Aim of the task:
Beginning with the line that contains "target: boarding staircase", extract each line through the end of the listing below, with no additions or omissions.

Source data:
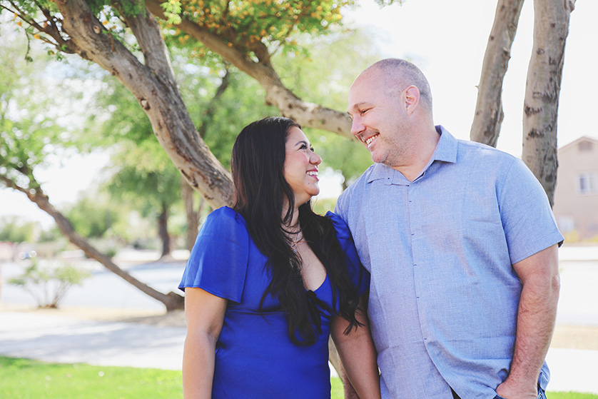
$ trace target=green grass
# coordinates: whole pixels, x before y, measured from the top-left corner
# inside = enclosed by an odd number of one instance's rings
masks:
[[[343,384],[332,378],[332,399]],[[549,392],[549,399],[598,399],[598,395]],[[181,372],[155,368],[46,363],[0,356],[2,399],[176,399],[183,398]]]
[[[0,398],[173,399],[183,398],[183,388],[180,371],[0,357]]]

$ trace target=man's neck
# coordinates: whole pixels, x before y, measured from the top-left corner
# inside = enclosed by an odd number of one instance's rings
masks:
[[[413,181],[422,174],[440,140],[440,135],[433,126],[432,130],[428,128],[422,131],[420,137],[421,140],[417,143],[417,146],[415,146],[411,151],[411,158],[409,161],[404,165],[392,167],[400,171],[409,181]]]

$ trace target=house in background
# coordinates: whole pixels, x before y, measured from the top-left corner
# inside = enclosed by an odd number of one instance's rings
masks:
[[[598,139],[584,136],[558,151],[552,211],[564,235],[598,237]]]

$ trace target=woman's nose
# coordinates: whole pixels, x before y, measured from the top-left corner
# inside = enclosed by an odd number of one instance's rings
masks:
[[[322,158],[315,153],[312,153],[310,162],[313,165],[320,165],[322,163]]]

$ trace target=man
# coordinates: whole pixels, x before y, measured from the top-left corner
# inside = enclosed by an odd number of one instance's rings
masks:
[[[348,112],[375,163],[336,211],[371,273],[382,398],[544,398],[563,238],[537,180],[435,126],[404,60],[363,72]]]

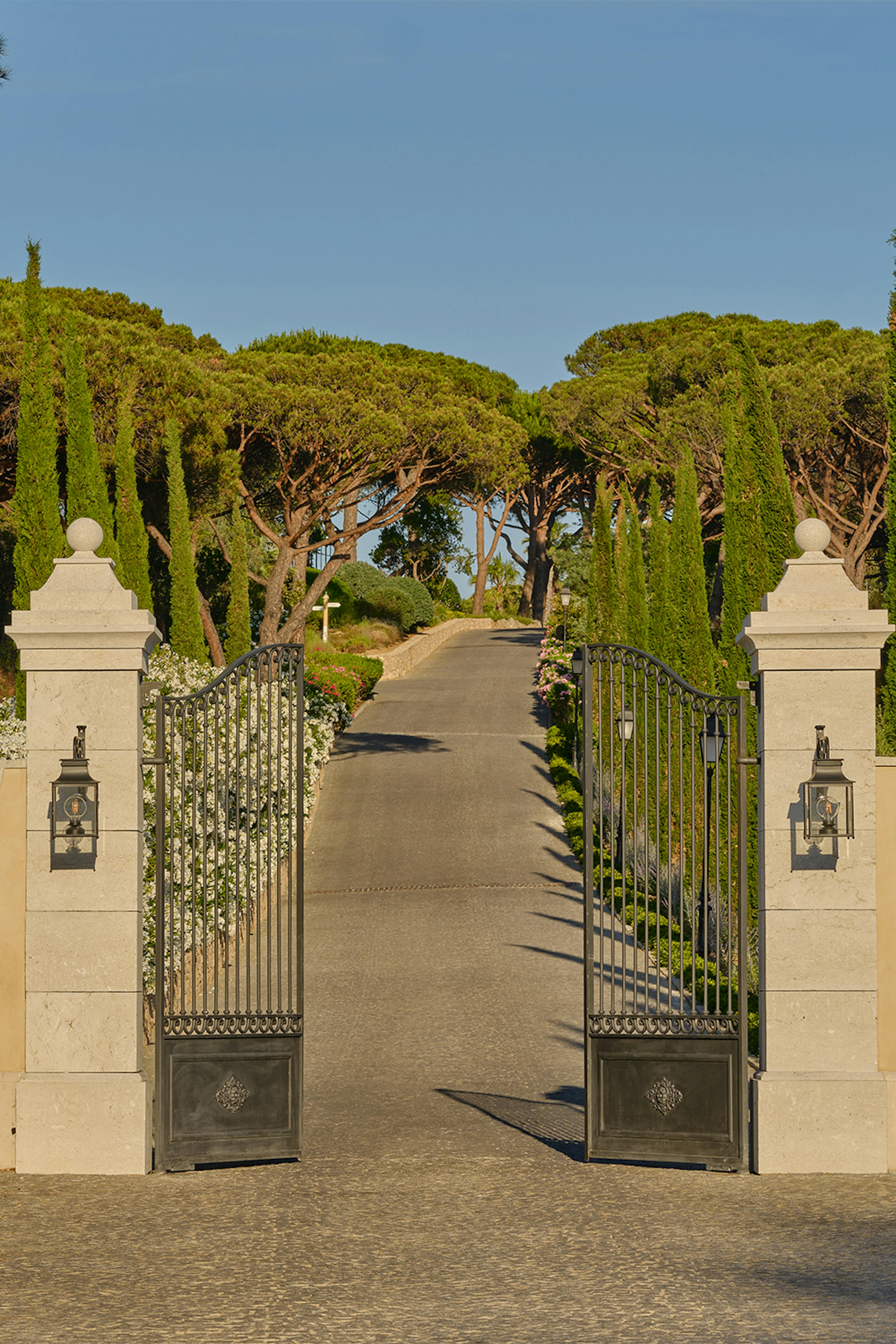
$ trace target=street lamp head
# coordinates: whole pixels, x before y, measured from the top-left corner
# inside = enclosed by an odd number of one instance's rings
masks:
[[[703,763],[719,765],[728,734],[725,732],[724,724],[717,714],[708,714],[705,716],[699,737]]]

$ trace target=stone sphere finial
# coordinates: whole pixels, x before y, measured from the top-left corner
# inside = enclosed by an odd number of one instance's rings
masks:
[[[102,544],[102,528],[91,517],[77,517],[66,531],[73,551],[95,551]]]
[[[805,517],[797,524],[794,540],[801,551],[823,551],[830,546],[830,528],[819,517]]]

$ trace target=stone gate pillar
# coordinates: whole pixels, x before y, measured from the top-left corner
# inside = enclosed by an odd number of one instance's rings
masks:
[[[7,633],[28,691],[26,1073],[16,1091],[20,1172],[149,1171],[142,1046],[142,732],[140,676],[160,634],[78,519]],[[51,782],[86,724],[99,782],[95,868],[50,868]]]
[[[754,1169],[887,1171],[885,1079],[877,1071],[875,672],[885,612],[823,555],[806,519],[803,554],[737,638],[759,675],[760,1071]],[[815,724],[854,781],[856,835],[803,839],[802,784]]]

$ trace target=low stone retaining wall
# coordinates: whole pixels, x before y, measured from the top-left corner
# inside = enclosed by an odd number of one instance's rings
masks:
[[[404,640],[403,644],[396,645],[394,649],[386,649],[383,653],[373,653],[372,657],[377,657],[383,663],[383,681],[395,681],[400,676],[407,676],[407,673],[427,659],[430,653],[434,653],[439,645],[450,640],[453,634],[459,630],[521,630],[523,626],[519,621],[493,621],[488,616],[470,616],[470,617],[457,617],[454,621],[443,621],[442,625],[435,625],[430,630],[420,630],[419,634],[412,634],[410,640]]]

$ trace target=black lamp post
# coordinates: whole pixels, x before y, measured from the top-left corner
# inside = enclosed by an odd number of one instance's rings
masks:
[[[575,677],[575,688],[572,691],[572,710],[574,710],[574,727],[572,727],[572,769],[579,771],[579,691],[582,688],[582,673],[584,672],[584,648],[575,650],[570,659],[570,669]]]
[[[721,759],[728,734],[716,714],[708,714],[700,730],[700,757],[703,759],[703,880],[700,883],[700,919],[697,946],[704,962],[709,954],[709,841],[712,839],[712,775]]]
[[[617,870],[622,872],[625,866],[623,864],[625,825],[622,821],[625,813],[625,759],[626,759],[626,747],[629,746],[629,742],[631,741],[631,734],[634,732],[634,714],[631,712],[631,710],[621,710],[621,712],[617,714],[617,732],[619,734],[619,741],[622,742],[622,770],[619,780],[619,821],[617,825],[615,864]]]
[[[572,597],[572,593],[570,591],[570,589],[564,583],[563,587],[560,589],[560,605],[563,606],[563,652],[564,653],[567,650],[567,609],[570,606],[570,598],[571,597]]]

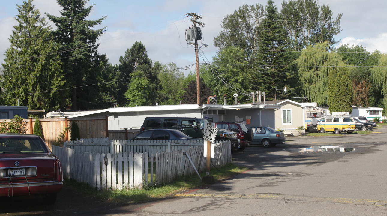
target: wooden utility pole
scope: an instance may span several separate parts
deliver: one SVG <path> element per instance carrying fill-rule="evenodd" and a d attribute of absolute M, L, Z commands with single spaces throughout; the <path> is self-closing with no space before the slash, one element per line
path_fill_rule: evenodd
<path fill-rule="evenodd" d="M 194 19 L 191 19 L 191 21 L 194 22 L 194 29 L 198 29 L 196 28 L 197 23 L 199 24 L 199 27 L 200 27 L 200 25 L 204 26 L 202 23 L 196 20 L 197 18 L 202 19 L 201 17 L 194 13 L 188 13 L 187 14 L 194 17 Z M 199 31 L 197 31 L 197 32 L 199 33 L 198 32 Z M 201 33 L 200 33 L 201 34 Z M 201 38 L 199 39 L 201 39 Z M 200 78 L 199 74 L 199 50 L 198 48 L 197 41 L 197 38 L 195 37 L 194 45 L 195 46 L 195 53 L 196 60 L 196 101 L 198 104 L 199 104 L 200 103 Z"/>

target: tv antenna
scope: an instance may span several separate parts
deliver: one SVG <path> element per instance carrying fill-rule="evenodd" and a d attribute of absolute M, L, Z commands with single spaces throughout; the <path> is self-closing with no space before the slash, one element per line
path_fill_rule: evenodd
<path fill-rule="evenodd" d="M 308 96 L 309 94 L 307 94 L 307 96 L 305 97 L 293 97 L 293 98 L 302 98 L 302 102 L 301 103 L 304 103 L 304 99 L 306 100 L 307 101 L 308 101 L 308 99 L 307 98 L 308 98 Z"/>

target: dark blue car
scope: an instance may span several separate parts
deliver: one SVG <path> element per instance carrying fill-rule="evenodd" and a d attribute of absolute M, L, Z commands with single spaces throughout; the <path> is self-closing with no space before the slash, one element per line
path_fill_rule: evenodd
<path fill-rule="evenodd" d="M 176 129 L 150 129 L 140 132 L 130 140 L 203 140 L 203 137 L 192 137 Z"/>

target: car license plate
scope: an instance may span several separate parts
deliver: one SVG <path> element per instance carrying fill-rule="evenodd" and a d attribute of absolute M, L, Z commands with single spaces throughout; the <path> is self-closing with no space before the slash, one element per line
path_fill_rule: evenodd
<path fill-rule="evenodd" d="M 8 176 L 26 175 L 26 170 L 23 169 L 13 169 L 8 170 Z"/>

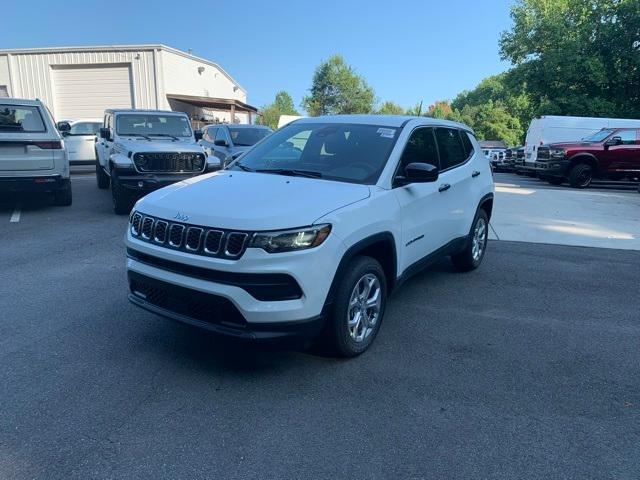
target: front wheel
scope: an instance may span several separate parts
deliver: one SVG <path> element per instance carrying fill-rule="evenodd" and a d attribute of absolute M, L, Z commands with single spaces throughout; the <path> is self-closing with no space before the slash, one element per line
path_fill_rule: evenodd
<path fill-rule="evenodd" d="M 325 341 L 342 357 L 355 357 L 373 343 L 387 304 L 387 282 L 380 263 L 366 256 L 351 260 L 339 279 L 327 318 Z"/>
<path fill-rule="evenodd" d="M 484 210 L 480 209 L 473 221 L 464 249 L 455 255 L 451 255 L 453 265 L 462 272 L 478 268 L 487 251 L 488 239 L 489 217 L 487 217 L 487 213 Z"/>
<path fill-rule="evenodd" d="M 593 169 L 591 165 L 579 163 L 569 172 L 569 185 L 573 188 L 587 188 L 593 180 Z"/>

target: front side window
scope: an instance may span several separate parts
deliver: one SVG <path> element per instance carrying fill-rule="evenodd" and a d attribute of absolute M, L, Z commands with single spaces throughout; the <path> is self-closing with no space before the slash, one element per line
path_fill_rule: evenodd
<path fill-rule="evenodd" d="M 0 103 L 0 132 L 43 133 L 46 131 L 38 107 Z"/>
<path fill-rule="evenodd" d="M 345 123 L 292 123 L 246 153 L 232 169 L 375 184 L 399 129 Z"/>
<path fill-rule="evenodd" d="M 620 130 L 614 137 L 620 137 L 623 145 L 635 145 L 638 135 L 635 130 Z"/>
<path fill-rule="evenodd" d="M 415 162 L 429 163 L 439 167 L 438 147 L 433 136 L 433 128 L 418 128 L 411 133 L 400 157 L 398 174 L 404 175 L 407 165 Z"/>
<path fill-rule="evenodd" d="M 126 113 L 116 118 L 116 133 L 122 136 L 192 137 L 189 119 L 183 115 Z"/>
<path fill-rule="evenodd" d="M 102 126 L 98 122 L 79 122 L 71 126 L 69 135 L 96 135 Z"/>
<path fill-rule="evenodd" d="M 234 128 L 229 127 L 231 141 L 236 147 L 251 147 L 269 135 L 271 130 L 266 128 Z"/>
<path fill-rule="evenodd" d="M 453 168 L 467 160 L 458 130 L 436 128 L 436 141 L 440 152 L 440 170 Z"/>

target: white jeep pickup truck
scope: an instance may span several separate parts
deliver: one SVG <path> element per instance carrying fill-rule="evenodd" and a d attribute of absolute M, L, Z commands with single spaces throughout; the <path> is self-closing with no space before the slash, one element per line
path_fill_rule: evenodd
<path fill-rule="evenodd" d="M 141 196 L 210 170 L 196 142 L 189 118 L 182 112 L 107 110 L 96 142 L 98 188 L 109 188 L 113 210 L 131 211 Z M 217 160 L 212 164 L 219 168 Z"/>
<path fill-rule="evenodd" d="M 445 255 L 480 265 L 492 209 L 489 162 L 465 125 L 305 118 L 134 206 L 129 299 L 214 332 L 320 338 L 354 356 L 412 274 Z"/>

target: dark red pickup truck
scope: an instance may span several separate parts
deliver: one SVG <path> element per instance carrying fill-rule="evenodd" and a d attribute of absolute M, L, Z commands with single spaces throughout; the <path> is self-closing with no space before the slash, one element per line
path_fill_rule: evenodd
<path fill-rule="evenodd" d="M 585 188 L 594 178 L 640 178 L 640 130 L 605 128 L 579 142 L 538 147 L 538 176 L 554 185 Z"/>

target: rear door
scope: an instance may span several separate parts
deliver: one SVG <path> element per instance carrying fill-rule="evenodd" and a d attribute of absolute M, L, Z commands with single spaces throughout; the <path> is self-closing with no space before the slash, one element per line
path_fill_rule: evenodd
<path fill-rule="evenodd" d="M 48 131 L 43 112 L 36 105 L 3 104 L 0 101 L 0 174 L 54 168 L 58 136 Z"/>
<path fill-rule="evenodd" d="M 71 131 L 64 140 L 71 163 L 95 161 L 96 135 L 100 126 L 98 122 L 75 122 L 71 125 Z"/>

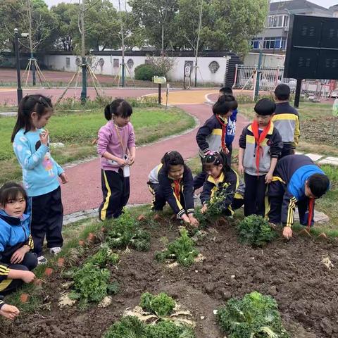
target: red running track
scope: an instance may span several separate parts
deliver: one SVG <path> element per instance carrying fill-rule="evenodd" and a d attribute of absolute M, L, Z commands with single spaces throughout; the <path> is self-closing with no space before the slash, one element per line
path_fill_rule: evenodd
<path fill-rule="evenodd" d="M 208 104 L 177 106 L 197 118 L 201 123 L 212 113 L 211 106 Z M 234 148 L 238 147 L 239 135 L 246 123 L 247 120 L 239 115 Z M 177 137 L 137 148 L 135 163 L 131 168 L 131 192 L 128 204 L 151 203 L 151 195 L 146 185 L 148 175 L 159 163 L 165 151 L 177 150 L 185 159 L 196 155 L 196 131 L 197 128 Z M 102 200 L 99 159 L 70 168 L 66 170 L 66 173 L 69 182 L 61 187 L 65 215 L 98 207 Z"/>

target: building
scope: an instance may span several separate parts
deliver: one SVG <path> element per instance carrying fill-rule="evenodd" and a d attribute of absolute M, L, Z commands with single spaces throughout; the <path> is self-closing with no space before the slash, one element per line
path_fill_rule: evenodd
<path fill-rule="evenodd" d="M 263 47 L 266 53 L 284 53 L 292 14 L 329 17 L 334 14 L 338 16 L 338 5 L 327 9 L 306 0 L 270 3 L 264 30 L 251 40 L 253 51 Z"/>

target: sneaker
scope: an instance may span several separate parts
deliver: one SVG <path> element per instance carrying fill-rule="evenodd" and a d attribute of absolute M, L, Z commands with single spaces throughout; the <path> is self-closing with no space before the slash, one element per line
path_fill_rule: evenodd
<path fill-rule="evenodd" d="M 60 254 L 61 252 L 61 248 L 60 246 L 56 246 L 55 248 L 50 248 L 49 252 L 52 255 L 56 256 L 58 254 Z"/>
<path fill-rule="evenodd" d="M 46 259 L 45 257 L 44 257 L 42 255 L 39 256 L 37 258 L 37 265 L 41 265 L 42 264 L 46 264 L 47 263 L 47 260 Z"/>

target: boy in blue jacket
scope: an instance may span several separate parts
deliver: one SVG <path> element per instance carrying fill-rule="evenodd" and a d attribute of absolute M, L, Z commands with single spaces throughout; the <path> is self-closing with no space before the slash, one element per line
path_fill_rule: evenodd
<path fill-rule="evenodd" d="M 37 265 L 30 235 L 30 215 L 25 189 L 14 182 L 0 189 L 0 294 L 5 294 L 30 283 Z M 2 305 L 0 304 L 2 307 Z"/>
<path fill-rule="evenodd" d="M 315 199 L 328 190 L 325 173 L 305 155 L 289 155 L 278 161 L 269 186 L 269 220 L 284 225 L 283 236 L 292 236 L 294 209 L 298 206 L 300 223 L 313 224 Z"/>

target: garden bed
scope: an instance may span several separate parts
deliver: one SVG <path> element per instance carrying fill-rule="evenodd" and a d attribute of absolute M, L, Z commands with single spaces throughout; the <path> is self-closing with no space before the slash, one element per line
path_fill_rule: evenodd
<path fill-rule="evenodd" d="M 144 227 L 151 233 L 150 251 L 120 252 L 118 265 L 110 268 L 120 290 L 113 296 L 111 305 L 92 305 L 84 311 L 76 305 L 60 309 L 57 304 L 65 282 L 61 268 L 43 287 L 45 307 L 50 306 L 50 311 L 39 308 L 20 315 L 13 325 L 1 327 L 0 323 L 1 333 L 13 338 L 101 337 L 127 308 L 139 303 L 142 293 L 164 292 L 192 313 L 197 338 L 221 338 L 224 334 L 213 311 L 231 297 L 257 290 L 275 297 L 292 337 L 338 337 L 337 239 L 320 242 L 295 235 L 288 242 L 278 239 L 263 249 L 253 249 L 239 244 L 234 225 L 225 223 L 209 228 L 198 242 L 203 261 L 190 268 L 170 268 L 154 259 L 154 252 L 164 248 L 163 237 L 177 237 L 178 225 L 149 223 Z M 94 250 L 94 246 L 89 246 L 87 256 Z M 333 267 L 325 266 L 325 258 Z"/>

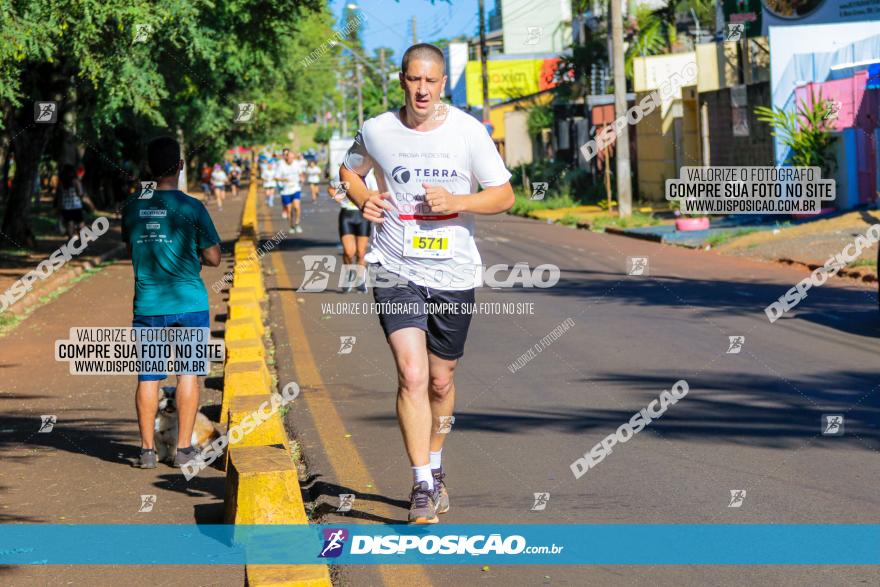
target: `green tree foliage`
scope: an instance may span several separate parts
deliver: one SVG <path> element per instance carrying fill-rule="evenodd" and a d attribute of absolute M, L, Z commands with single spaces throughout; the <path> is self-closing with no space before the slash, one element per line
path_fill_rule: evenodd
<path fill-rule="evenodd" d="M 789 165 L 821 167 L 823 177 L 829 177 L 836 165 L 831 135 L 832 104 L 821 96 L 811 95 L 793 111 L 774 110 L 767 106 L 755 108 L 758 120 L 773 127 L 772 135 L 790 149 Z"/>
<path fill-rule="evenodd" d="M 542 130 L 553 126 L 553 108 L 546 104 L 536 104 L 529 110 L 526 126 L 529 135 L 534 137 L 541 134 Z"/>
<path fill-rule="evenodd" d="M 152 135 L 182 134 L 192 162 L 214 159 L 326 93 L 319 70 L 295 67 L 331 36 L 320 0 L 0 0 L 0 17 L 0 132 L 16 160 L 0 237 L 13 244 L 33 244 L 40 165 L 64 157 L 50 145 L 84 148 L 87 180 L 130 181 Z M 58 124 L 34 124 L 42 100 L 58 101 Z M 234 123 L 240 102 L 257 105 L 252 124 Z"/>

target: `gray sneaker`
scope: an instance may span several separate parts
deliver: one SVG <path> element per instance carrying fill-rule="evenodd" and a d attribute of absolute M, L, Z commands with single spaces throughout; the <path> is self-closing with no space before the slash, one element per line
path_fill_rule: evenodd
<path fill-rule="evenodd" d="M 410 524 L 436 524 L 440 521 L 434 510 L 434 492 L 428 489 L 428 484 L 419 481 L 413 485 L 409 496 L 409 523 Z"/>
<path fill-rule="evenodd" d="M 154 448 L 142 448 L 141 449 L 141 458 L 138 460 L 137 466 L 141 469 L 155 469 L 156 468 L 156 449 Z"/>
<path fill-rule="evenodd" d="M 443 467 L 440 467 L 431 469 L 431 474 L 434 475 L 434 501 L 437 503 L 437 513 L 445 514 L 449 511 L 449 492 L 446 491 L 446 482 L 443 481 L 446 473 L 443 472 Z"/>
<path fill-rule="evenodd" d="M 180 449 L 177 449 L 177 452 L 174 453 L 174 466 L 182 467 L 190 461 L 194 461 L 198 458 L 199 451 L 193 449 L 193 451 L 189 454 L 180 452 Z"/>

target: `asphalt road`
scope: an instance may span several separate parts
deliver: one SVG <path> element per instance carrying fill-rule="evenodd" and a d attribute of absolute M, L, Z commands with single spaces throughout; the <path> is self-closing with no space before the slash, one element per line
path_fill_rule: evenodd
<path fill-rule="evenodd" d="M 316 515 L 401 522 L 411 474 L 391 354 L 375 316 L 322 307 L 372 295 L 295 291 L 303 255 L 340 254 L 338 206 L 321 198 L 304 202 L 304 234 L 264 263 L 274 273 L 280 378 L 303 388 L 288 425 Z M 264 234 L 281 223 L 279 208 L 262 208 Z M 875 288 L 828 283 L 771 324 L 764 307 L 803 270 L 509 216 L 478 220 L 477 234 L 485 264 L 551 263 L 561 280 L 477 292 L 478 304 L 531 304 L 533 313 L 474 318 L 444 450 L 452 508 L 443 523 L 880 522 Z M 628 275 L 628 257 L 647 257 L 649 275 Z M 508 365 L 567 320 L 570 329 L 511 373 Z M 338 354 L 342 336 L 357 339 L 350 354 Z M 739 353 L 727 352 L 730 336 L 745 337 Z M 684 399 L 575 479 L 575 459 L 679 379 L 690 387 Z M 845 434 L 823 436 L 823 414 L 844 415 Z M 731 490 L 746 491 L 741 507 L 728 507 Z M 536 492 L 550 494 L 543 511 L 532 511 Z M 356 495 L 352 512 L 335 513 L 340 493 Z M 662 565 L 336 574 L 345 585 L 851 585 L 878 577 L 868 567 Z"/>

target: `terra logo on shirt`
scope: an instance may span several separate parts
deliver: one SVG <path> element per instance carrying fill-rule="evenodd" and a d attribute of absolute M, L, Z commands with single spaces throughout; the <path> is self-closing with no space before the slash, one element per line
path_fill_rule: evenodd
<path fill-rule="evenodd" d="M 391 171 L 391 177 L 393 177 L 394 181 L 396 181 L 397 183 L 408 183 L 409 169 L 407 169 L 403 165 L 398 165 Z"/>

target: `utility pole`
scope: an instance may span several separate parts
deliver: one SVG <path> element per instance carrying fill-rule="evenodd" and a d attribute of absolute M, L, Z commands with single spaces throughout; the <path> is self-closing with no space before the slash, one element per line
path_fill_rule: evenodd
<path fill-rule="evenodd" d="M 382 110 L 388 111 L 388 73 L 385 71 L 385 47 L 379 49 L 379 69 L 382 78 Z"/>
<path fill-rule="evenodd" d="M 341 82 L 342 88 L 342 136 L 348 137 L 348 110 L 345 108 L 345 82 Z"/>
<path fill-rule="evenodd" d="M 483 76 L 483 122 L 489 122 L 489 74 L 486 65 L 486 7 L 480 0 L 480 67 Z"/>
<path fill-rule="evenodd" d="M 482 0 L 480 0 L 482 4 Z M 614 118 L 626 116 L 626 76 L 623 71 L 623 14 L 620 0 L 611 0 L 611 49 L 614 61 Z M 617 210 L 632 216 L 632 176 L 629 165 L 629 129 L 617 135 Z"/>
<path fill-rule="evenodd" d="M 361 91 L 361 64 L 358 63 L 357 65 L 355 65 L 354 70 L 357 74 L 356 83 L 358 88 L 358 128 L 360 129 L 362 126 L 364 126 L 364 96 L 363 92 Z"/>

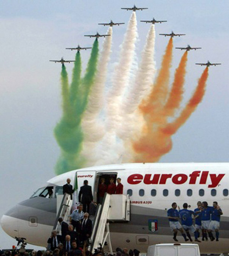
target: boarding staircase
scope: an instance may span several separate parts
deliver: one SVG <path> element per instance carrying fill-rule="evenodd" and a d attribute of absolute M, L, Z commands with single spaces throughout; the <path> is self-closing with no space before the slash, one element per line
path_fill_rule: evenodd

Task result:
target: boarding staircase
scope: an instance may span several separate parts
deliver: one SVG <path> element per instance carrying fill-rule="evenodd" and a d attribute of absolute M, L, Z commands with single spaces throughout; the <path> is self-closing with no space before the slash, one element per line
path_fill_rule: evenodd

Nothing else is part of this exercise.